**** Text

- Born: January 3, 1912 San Ángel, Mexico City, Mexico
- Died: May 4, 2009 (aged 97) Doylestown, Pennsylvania, USA
- Citizenship: United States
- Education: Lafayette College, Lehigh University
- Spouse: Mary Helen Scanlon ​(m. 1951)​
- Children: Anna Margaret Kennedy, Michael Kennedy-Scanlon, Nora Wallace Kennedy
- Awards: Order of al Istiqlal 2001

= Edward Stewart Kennedy =

American historian (1912-2009)

Edward Stewart Kennedy (3 January 1912 – 4 May 2009) was a historian of science specializing in medieval Islamic astronomical tables written in Persian and Arabic.

Edward S. Kennedy studied electrical engineering at Lafayette College, graduating in 1932. He then traveled to Iran to teach at Alborz College, at that time directed by the American Presbyterian Mission. In the Persian language environment, Kennedy made a study of Persian and became fluent in the language. After four years, he returned to Pennsylvania and took up study of series of exponential form related to Lambert series while at Lehigh University. He graduated Ph.D. in 1939.

When war broke out he enlisted with the US Army and was sent to Tehran to serve as an attaché, given his fluency in Persian. After the war, he saw Sarton and Neugebauer at Harvard as he had taken an interest in early Persian and Arabic science. Then he began to teach at the American University in Beirut (1946 to 1976). In 1951, he married Mary Helen Scanlon and together they had 3 children: Anna, Michael, and Nora. He participated at the American Research Center in Egypt until 1978 when he joined the Institute for the History of Arab Science at University of Aleppo. Edward and Mary-Helen left Lebanon in 1984.

********
**** Listing

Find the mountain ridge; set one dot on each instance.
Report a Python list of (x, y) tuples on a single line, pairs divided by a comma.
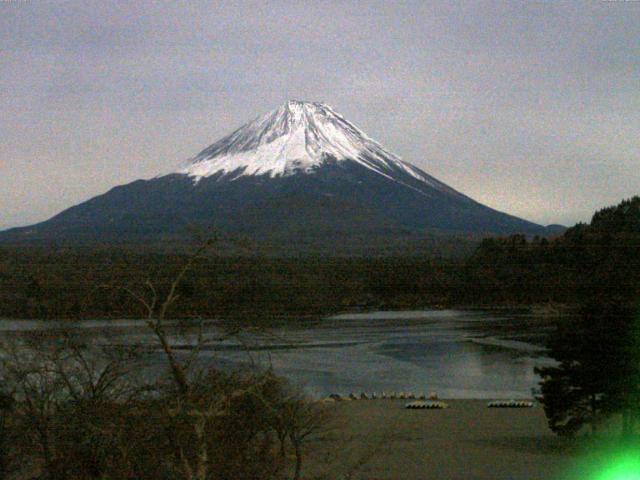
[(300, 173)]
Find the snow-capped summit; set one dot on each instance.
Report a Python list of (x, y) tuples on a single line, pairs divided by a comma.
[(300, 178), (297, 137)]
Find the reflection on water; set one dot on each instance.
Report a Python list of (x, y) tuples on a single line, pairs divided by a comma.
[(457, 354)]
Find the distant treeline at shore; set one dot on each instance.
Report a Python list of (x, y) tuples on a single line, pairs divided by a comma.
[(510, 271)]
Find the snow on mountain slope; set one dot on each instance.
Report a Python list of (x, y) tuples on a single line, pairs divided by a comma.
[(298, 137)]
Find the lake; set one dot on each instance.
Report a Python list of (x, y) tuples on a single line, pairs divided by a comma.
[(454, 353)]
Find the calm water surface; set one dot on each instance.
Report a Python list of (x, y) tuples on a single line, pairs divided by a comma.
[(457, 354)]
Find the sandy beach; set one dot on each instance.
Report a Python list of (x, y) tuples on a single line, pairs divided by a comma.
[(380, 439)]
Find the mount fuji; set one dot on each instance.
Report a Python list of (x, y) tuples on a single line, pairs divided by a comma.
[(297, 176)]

********

◆ **Requirements**
Please return, word for word, everything in the Edward Stewart Kennedy text above from "American historian (1912-2009)" down to "Ph.D. in 1939.".

◆ **Correct output**
American historian (1912-2009)

Edward Stewart Kennedy (3 January 1912 – 4 May 2009) was a historian of science specializing in medieval Islamic astronomical tables written in Persian and Arabic.

Edward S. Kennedy studied electrical engineering at Lafayette College, graduating in 1932. He then traveled to Iran to teach at Alborz College, at that time directed by the American Presbyterian Mission. In the Persian language environment, Kennedy made a study of Persian and became fluent in the language. After four years, he returned to Pennsylvania and took up study of series of exponential form related to Lambert series while at Lehigh University. He graduated Ph.D. in 1939.